_Aim_. Begin at the line that has "segment the player's face" and stop after the line that has "[[[255,191],[255,4],[0,0],[0,191]]]". Rewrite only those lines of the records, replacing "outline" with "contour" and keeping everything else the same, and omit the pictures.

_Stored data_.
▼
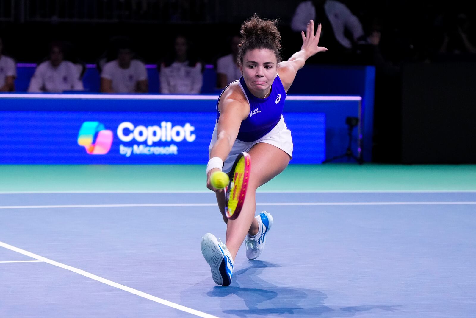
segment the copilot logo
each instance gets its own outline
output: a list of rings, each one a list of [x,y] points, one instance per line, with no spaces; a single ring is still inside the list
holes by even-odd
[[[99,122],[85,122],[78,134],[78,144],[89,154],[106,154],[112,144],[112,132]]]

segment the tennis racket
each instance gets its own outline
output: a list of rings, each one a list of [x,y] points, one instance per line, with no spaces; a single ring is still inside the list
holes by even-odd
[[[225,214],[231,220],[238,217],[243,207],[251,168],[251,157],[243,152],[237,157],[229,172],[230,183],[225,192]]]

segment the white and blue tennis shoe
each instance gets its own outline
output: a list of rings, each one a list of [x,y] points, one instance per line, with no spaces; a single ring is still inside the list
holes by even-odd
[[[211,268],[211,277],[217,285],[228,286],[231,284],[235,264],[231,254],[220,240],[211,233],[202,238],[202,254]]]
[[[246,257],[248,259],[255,259],[261,254],[266,243],[266,234],[269,232],[273,225],[273,217],[266,211],[255,216],[255,218],[259,225],[258,233],[253,237],[247,234],[245,239]]]

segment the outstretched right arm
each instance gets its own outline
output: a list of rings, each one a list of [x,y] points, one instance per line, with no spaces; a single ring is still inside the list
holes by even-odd
[[[224,162],[231,150],[236,140],[242,122],[249,113],[249,106],[238,98],[233,98],[233,93],[228,96],[223,96],[218,104],[220,118],[218,120],[217,142],[210,152],[210,158],[218,157]],[[210,184],[210,176],[218,168],[212,169],[207,175],[207,187],[214,191],[220,192]]]

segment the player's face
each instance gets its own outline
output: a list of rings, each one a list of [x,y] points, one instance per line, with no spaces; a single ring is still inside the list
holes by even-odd
[[[178,56],[185,56],[187,54],[187,40],[181,36],[175,39],[175,52]]]
[[[263,97],[269,91],[278,73],[278,59],[268,49],[255,49],[246,52],[240,65],[245,82],[251,93]]]
[[[60,48],[54,46],[50,52],[50,59],[53,66],[58,66],[63,62],[63,52]]]

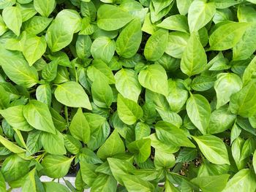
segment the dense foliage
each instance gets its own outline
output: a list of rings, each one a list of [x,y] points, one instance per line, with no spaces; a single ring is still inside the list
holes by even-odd
[[[255,191],[255,4],[0,0],[0,191]]]

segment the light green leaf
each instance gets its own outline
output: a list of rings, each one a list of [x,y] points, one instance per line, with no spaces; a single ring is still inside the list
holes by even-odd
[[[170,32],[165,53],[172,57],[181,58],[189,39],[189,35],[187,33],[181,31]]]
[[[134,141],[127,145],[128,150],[135,154],[138,163],[145,162],[151,153],[150,139],[142,139]]]
[[[97,192],[100,191],[116,192],[116,180],[112,175],[101,174],[95,179],[95,181],[91,185],[91,191]]]
[[[221,73],[217,75],[217,80],[214,82],[214,89],[217,97],[216,108],[219,108],[230,101],[232,94],[239,91],[243,86],[243,82],[236,74]]]
[[[81,108],[79,108],[74,115],[69,126],[69,131],[75,138],[84,143],[89,142],[91,129]]]
[[[148,61],[157,61],[164,54],[168,39],[168,31],[159,29],[147,40],[144,55]]]
[[[159,121],[155,126],[157,138],[165,144],[195,147],[194,144],[187,137],[184,131],[178,127],[165,122]]]
[[[210,36],[210,50],[225,50],[233,47],[250,26],[248,23],[227,23],[219,26]]]
[[[149,65],[138,76],[142,86],[151,91],[167,96],[167,77],[165,69],[159,64]]]
[[[207,64],[206,52],[195,33],[190,35],[187,45],[182,54],[181,69],[192,76],[201,73]]]
[[[21,153],[25,152],[26,150],[23,148],[20,148],[13,142],[7,140],[4,137],[0,135],[0,142],[8,150],[15,153]]]
[[[111,87],[108,82],[96,79],[91,84],[91,88],[95,104],[99,107],[109,108],[113,102],[113,96]]]
[[[188,22],[190,32],[197,31],[214,17],[216,7],[214,3],[204,0],[194,1],[189,9]]]
[[[121,94],[117,99],[117,112],[119,118],[127,125],[132,125],[142,118],[143,111],[135,101],[124,98]]]
[[[27,37],[23,53],[29,66],[39,59],[46,50],[46,41],[44,37]]]
[[[141,24],[138,19],[130,22],[120,33],[116,42],[116,53],[124,58],[131,58],[139,49],[142,39]]]
[[[175,155],[170,153],[156,150],[154,154],[154,164],[157,169],[170,169],[176,164]]]
[[[48,18],[53,11],[56,2],[55,0],[34,0],[34,7],[42,16]]]
[[[23,116],[23,105],[17,105],[1,110],[0,114],[13,128],[21,131],[30,131],[31,127]]]
[[[67,153],[63,136],[58,131],[55,134],[42,132],[41,142],[45,150],[50,154],[64,155]]]
[[[91,103],[83,87],[76,82],[69,81],[59,85],[54,92],[61,104],[72,107],[83,107],[91,110]]]
[[[206,134],[211,116],[211,106],[207,99],[202,95],[190,94],[186,110],[193,124],[203,134]]]
[[[227,105],[222,106],[211,114],[208,133],[222,133],[232,126],[236,115],[231,113]]]
[[[99,79],[104,80],[108,84],[115,84],[115,78],[111,69],[99,59],[94,60],[92,65],[88,67],[87,75],[92,82]]]
[[[184,15],[175,15],[166,18],[162,23],[157,25],[157,26],[172,30],[187,33],[189,31],[189,26],[187,24],[187,18]]]
[[[51,134],[56,133],[50,110],[45,104],[37,100],[30,101],[24,107],[23,115],[34,128]]]
[[[20,53],[10,51],[0,46],[0,64],[5,74],[18,85],[31,88],[37,83],[36,69],[29,66]]]
[[[98,27],[105,31],[122,28],[132,19],[131,15],[114,5],[103,4],[97,11]]]
[[[230,164],[227,148],[221,139],[210,134],[192,138],[210,162],[218,165]]]
[[[230,110],[244,118],[256,114],[256,82],[251,80],[238,92],[232,95],[230,102]]]
[[[122,69],[115,74],[116,88],[125,98],[138,101],[141,91],[138,75],[135,71]]]
[[[154,190],[154,186],[150,182],[143,180],[138,176],[127,174],[124,175],[121,179],[129,192],[149,192]]]
[[[44,167],[43,172],[51,178],[63,177],[67,174],[74,158],[67,158],[64,155],[48,155],[44,157],[41,164]]]
[[[40,85],[36,91],[37,99],[42,103],[50,106],[52,97],[51,88],[49,84]]]
[[[246,186],[246,188],[244,188]],[[256,180],[255,174],[248,169],[240,170],[230,180],[222,192],[255,191]]]
[[[91,53],[94,58],[109,63],[115,53],[115,41],[107,37],[97,38],[91,45]]]
[[[105,143],[99,148],[97,155],[101,159],[106,159],[117,154],[121,154],[125,152],[125,147],[123,141],[115,129]]]
[[[7,26],[12,30],[15,35],[19,36],[22,25],[22,16],[19,7],[7,7],[4,9],[2,15]]]

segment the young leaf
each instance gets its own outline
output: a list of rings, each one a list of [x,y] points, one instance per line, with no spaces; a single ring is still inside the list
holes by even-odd
[[[116,53],[124,58],[131,58],[139,49],[142,38],[141,24],[138,19],[130,22],[120,33],[116,42]]]
[[[146,69],[140,71],[138,79],[140,85],[144,88],[167,96],[167,77],[162,66],[159,64],[148,66]]]
[[[192,33],[182,54],[181,69],[190,77],[204,71],[206,64],[206,52],[195,34]]]
[[[81,108],[79,108],[74,115],[69,126],[69,131],[75,138],[84,143],[89,142],[91,129]]]
[[[115,129],[105,143],[99,148],[97,155],[102,159],[124,153],[125,150],[123,141],[118,131]]]
[[[211,106],[207,99],[202,95],[190,94],[186,110],[193,124],[203,134],[206,134],[211,116]]]
[[[63,104],[72,107],[83,107],[91,110],[87,94],[82,86],[74,81],[59,85],[54,92],[56,99]]]
[[[210,162],[215,164],[230,164],[227,148],[221,139],[210,134],[192,138]]]
[[[23,115],[34,128],[51,134],[56,133],[51,115],[45,104],[37,100],[30,101],[24,107]]]
[[[121,94],[118,95],[117,112],[120,119],[127,125],[134,124],[143,115],[143,111],[137,103],[124,98]]]

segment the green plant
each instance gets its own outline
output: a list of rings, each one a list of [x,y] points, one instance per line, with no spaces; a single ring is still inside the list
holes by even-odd
[[[0,0],[0,191],[255,191],[255,4]]]

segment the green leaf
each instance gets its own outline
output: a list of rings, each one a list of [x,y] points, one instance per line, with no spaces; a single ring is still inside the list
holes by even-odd
[[[244,188],[246,186],[246,188]],[[230,180],[223,192],[254,191],[256,188],[255,174],[248,169],[237,172]]]
[[[11,182],[21,179],[29,172],[29,161],[24,160],[16,154],[7,157],[1,169],[5,180]]]
[[[115,74],[116,88],[125,98],[138,101],[141,92],[136,72],[132,69],[122,69]]]
[[[230,175],[227,174],[208,177],[195,177],[192,183],[198,185],[203,191],[221,192],[227,185]]]
[[[208,132],[211,134],[224,132],[233,126],[236,118],[227,105],[222,106],[211,114]]]
[[[91,94],[94,102],[99,107],[109,108],[113,102],[113,91],[108,82],[96,79],[91,84]]]
[[[124,58],[131,58],[139,49],[142,39],[141,24],[138,19],[130,22],[120,33],[116,42],[116,53]]]
[[[138,122],[135,126],[135,140],[140,140],[150,135],[150,126],[143,122]]]
[[[91,138],[88,147],[95,150],[107,139],[110,128],[106,118],[96,114],[86,113],[86,118],[91,128]]]
[[[42,183],[45,191],[53,191],[55,192],[56,189],[59,192],[69,192],[70,191],[65,186],[58,183],[51,181],[51,182],[45,182]]]
[[[125,147],[118,131],[115,129],[105,143],[99,148],[97,155],[101,159],[106,159],[117,154],[124,153]]]
[[[168,39],[168,31],[159,29],[154,32],[147,40],[144,55],[148,61],[157,61],[164,54]]]
[[[118,95],[117,112],[120,119],[127,125],[134,124],[143,115],[143,111],[137,103],[121,94]]]
[[[203,134],[206,134],[211,116],[211,106],[207,99],[202,95],[190,94],[186,110],[193,124]]]
[[[188,92],[179,81],[168,80],[168,95],[166,99],[173,112],[178,112],[186,104]]]
[[[111,175],[105,174],[99,174],[91,185],[91,191],[116,191],[117,183],[115,178]]]
[[[55,0],[34,0],[34,7],[42,16],[48,18],[53,11],[56,3]]]
[[[124,184],[124,175],[127,176],[128,174],[131,174],[134,170],[135,170],[135,168],[132,164],[124,160],[108,158],[108,162],[113,176],[121,185]]]
[[[91,53],[94,58],[108,63],[114,55],[115,48],[115,41],[107,37],[99,37],[92,42]]]
[[[7,50],[0,46],[0,63],[8,77],[26,88],[38,82],[38,74],[34,66],[29,66],[20,53]]]
[[[197,31],[214,17],[216,7],[214,3],[204,0],[194,1],[189,9],[188,22],[190,32]]]
[[[21,131],[30,131],[31,127],[23,116],[23,105],[17,105],[1,110],[0,114],[13,128]]]
[[[63,177],[67,174],[74,158],[48,155],[44,157],[42,161],[42,166],[44,167],[43,172],[51,178]]]
[[[72,154],[78,154],[82,148],[82,144],[73,137],[69,134],[64,135],[65,147]]]
[[[227,148],[221,139],[206,134],[192,137],[207,160],[215,164],[230,164]]]
[[[219,26],[209,38],[210,49],[225,50],[233,47],[241,39],[250,24],[230,22]]]
[[[40,85],[36,91],[37,99],[42,103],[50,106],[52,98],[51,88],[49,84]]]
[[[256,113],[256,82],[251,80],[238,92],[232,95],[230,107],[233,113],[242,117],[252,117]]]
[[[4,9],[2,15],[7,26],[12,30],[15,35],[20,36],[22,16],[19,7],[7,7]]]
[[[26,150],[0,135],[0,142],[14,153],[21,153]]]
[[[64,9],[59,12],[45,34],[50,50],[56,52],[68,45],[72,42],[73,34],[80,30],[80,23],[81,18],[75,10]]]
[[[165,144],[170,144],[177,147],[195,147],[187,137],[183,130],[169,123],[159,121],[156,124],[155,128],[157,138]]]
[[[53,155],[66,154],[66,149],[62,134],[56,131],[55,134],[42,132],[42,145],[46,152]]]
[[[180,31],[170,32],[165,53],[172,57],[181,58],[189,39],[189,35],[187,33]]]
[[[30,101],[24,107],[23,115],[34,128],[51,134],[56,133],[50,110],[45,104],[37,100]]]
[[[120,8],[110,4],[103,4],[97,11],[98,27],[105,31],[114,31],[122,28],[133,17]]]
[[[251,80],[255,79],[255,73],[256,72],[256,57],[255,57],[246,68],[243,74],[243,83],[246,85]]]
[[[173,154],[156,150],[154,164],[157,169],[170,169],[175,164],[175,155]]]
[[[167,96],[167,77],[165,69],[159,64],[148,66],[140,71],[138,80],[142,86],[151,91]]]
[[[81,108],[79,108],[74,115],[69,126],[69,131],[75,139],[84,143],[89,142],[91,129]]]
[[[192,33],[182,54],[181,69],[190,77],[203,72],[206,64],[206,52],[195,34]]]
[[[6,192],[5,180],[1,172],[0,172],[0,190],[1,191]]]
[[[150,182],[143,180],[138,176],[124,175],[122,180],[128,191],[154,191],[154,186]]]
[[[162,21],[162,23],[157,24],[157,26],[185,33],[189,31],[187,18],[186,16],[181,15],[175,15],[166,18]]]
[[[91,110],[87,94],[83,87],[74,81],[59,85],[54,92],[56,99],[61,104],[72,107],[83,107]]]
[[[214,82],[217,97],[216,108],[219,108],[230,101],[232,94],[239,91],[243,86],[239,76],[233,73],[221,73]]]
[[[108,84],[115,84],[115,78],[110,68],[99,59],[94,60],[92,65],[88,67],[87,75],[92,82],[99,78]]]
[[[46,50],[46,47],[44,37],[31,36],[26,37],[23,53],[29,66],[32,66],[42,57]]]
[[[44,31],[53,20],[53,18],[47,18],[40,16],[34,16],[23,24],[25,31],[30,34],[38,34]]]
[[[128,150],[135,153],[135,160],[138,163],[145,162],[150,156],[151,152],[151,142],[150,139],[142,139],[128,145]]]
▲
_Answer for this exercise_.
segment the player's face
each instance gets its own contour
output: a list of rings, each one a list of [x,y] points, one instance per line, with no spaces; a single ring is still inside the list
holes by even-odd
[[[178,56],[185,56],[187,54],[187,40],[181,36],[175,39],[175,52]]]
[[[263,97],[269,91],[278,73],[278,59],[268,49],[255,49],[246,52],[240,65],[245,82],[251,93]]]
[[[60,48],[54,46],[50,52],[50,59],[53,66],[58,66],[63,62],[63,52]]]

segment the dense foliage
each instance gets its own contour
output: a list of rings, each one a list of [x,y] points, one instance per line, with no spaces; a single ring is still inside the list
holes by even-odd
[[[255,191],[255,4],[0,0],[0,191]]]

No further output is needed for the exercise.